Below are some records; copy each line in them that contains "leaf".

+ + + +

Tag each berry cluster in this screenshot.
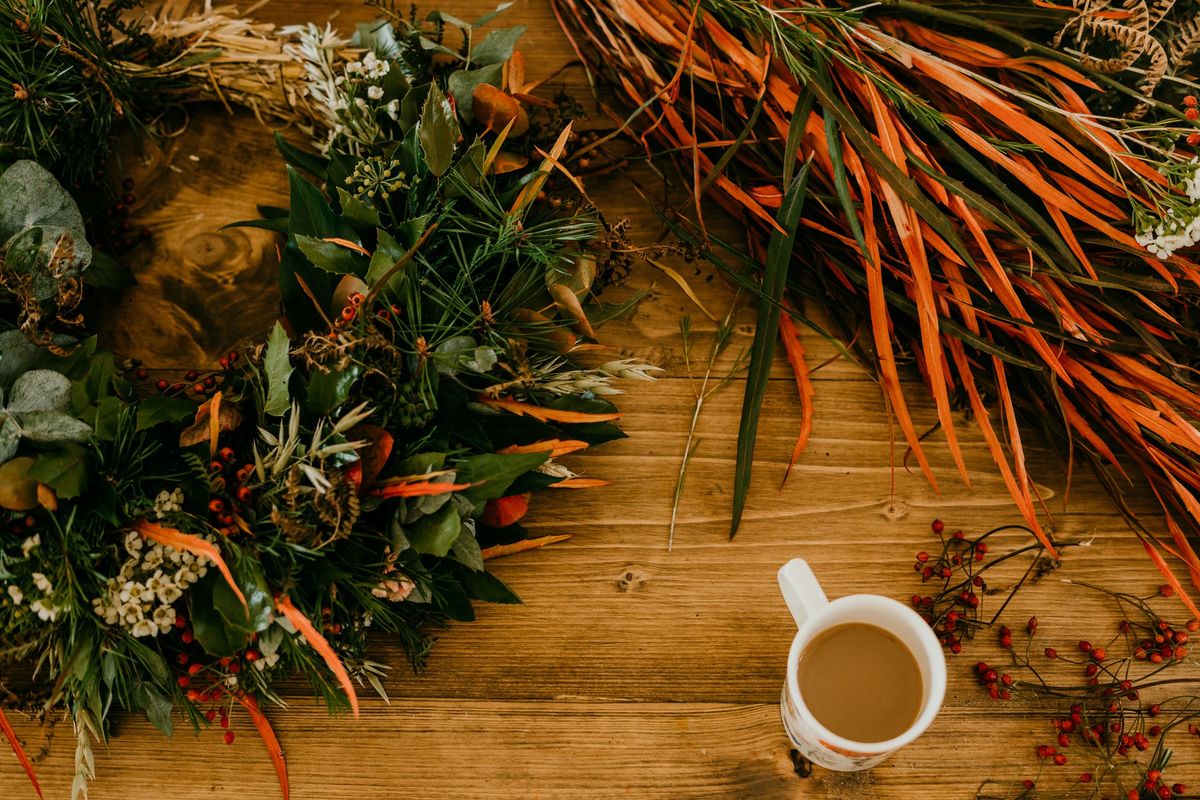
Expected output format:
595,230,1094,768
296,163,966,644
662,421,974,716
131,351,238,399
208,446,257,537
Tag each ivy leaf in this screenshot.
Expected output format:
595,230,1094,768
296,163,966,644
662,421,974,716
407,504,462,556
418,83,460,178
136,395,196,431
132,683,174,737
455,451,548,504
263,322,294,417
471,26,526,66
336,188,381,229
6,369,71,413
26,443,89,497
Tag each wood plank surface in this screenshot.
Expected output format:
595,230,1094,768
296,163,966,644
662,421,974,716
3,1,1196,799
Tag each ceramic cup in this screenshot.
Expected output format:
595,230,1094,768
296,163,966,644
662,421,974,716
777,558,946,771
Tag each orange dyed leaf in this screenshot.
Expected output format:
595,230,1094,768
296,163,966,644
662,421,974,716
499,439,589,458
1142,537,1200,619
482,534,572,560
275,596,359,717
368,481,474,498
135,519,247,613
478,395,621,423
0,707,43,800
235,693,289,800
548,477,610,489
778,311,813,485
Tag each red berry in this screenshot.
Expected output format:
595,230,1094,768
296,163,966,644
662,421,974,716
219,356,229,369
204,376,216,388
185,370,199,381
237,486,253,503
1044,647,1058,659
205,710,216,722
931,519,945,534
1027,616,1038,635
188,663,203,676
1079,773,1092,783
228,351,239,363
1023,780,1035,789
181,630,194,644
220,715,230,729
224,731,235,745
1188,108,1200,121
1161,584,1176,597
155,379,169,391
1187,95,1198,107
1150,725,1162,736
1188,619,1200,632
915,551,929,563
1092,647,1107,661
218,447,236,463
1078,640,1092,653
1189,132,1200,146
208,499,225,514
1173,784,1187,795
1053,754,1067,766
229,661,241,674
177,676,190,688
244,649,261,662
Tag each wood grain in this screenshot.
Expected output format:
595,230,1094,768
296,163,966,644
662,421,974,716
2,2,1195,799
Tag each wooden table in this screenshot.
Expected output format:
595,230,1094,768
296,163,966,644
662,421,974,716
2,2,1192,797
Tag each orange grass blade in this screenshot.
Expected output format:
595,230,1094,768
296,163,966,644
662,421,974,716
482,534,572,560
235,693,290,800
477,395,621,423
778,311,814,485
1163,511,1200,594
275,596,359,717
548,478,610,488
208,391,222,459
499,439,590,458
368,481,474,498
1141,536,1200,619
321,238,370,256
134,518,247,613
0,707,43,800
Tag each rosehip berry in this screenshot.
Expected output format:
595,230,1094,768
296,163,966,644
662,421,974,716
915,551,929,563
1078,640,1092,653
181,630,194,644
1027,616,1038,635
1045,647,1058,659
205,710,216,723
1161,584,1176,597
177,676,190,688
931,519,945,534
244,649,261,662
220,714,230,729
1079,773,1092,783
1053,754,1067,766
224,731,235,745
1174,784,1187,795
1092,647,1107,661
185,370,199,381
155,379,169,391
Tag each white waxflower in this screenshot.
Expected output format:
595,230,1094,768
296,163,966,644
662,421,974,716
30,599,58,622
367,85,385,100
152,605,177,633
20,534,40,558
125,531,144,554
386,99,400,120
158,583,183,604
6,585,23,605
253,651,281,671
130,619,157,638
31,573,52,594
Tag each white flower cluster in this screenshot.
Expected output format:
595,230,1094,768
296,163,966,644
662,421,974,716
1136,159,1200,259
91,531,211,638
346,51,391,80
153,488,184,519
2,535,61,621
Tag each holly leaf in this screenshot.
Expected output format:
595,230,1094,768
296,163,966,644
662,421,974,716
407,504,462,556
263,322,294,417
418,83,460,178
136,395,196,431
295,234,367,275
26,443,89,497
305,364,361,415
336,188,381,229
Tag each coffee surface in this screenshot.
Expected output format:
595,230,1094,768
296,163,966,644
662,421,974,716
796,622,923,743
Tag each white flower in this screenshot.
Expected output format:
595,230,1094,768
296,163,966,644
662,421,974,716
386,99,400,120
125,531,144,554
30,598,58,622
367,85,384,100
20,534,40,558
152,605,177,633
253,651,281,671
158,583,183,604
130,619,157,638
31,572,52,594
6,585,23,605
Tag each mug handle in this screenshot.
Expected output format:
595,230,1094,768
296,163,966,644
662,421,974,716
778,559,829,628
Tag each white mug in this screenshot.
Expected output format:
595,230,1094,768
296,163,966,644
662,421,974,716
777,558,946,771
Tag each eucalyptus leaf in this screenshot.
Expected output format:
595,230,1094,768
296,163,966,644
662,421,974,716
352,20,401,57
0,416,18,464
17,410,92,443
132,683,174,737
0,330,38,390
0,160,92,285
471,26,525,66
7,369,71,413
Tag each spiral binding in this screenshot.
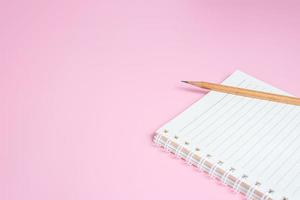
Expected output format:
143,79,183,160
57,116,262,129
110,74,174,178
196,155,206,172
186,151,194,166
222,167,234,186
209,161,220,178
154,134,163,146
246,182,259,200
164,138,173,152
261,193,269,200
154,133,281,200
175,144,184,158
233,176,242,193
197,154,209,172
233,175,248,193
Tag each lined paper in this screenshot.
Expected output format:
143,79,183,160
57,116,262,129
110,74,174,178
156,70,300,200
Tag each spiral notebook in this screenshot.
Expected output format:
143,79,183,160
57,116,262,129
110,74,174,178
154,70,300,200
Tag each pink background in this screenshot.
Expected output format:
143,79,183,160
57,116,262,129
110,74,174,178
2,1,300,200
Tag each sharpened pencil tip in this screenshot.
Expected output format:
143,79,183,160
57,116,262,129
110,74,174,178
181,81,189,84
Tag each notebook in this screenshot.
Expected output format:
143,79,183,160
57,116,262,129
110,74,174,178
154,70,300,200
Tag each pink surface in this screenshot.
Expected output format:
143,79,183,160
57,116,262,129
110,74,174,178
2,1,300,200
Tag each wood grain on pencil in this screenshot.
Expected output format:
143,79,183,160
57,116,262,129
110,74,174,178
182,81,300,106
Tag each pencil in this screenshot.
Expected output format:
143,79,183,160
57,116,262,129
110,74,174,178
182,81,300,106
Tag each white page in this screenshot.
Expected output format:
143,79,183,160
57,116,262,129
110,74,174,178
156,70,300,200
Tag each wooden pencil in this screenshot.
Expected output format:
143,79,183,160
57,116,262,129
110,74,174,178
182,81,300,106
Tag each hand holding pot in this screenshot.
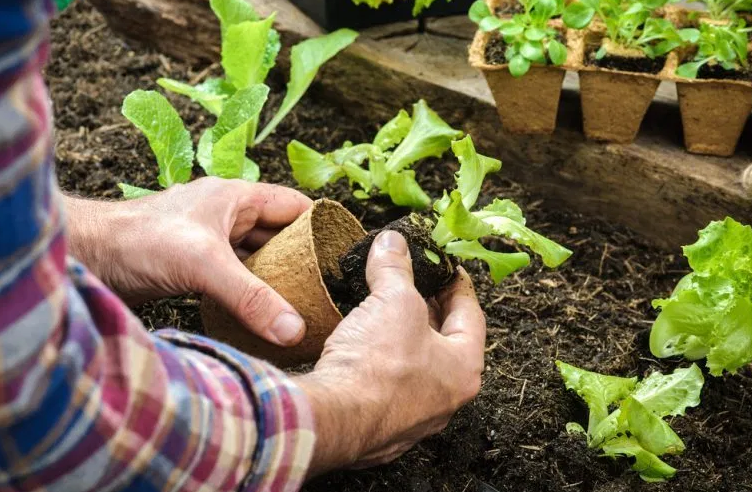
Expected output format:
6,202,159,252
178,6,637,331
296,231,487,475
66,177,312,346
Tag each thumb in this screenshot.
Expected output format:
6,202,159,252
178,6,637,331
366,231,415,294
202,248,306,347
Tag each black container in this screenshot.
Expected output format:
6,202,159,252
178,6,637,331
291,0,475,30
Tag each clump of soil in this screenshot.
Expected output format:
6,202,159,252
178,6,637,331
588,49,666,74
48,3,752,492
333,214,456,313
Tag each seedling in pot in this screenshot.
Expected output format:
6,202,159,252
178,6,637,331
288,100,464,210
557,361,704,482
650,217,752,375
119,0,357,198
351,0,452,15
332,135,573,311
470,0,568,77
699,0,752,21
563,0,688,69
675,20,752,79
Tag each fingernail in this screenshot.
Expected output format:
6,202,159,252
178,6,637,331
271,312,304,346
375,231,408,255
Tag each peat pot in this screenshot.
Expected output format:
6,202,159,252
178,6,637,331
201,199,366,367
576,33,662,144
291,0,475,30
469,30,566,135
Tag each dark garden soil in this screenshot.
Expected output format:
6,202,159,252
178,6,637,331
49,3,752,492
696,60,752,81
587,50,666,74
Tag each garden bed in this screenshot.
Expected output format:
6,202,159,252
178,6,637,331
49,3,752,491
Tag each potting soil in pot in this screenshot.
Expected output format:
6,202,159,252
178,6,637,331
50,3,752,491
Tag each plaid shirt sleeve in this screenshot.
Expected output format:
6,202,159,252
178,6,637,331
0,2,315,491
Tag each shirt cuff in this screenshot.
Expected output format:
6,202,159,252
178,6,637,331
155,329,315,492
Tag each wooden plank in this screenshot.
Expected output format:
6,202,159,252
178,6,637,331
87,0,752,249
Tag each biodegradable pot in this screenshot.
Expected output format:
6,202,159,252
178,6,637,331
201,199,366,367
469,30,566,135
291,0,475,30
575,34,662,144
660,47,752,157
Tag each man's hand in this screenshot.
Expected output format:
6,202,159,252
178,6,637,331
65,177,312,346
296,231,487,475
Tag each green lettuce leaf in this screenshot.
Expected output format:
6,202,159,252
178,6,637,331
387,170,432,209
433,190,492,246
448,136,501,210
600,436,677,482
197,85,268,180
373,109,412,151
556,361,638,435
477,204,573,268
157,77,233,116
287,140,343,189
122,90,194,189
650,217,752,375
618,397,685,456
385,100,464,173
222,16,277,91
256,28,359,144
445,240,530,283
210,0,258,34
629,364,704,417
118,183,157,200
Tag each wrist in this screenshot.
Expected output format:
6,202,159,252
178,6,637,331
64,195,137,289
294,371,385,477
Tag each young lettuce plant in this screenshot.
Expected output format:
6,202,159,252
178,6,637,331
700,0,752,21
675,21,751,78
470,0,568,77
430,135,573,281
650,217,752,375
288,100,464,210
351,0,447,16
563,0,688,60
118,84,271,198
557,361,704,482
156,0,357,175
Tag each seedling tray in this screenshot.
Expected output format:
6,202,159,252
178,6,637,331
291,0,475,30
470,0,752,155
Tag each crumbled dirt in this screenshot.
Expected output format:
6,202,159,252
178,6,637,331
336,213,457,313
696,58,752,81
48,3,752,492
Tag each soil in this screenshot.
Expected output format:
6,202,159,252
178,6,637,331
48,3,752,492
696,59,752,81
588,50,666,74
335,214,457,313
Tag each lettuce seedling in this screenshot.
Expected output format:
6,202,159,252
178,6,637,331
675,21,751,79
700,0,752,21
158,0,357,160
288,100,464,210
563,0,691,60
118,84,270,198
351,0,447,16
470,0,568,77
650,217,752,375
557,361,704,482
430,136,572,281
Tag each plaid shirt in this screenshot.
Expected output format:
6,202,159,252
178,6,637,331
0,2,315,491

+ + + +

▸ Solution for this task:
Tag each ivy leaf in this screenshot.
Tag each orange dyed leaf in this screenshot.
Tag each holly leaf in this screenshot.
Tag each eucalyptus leaf in this screenshot.
Tag each green lettuce leaf in this screenshot.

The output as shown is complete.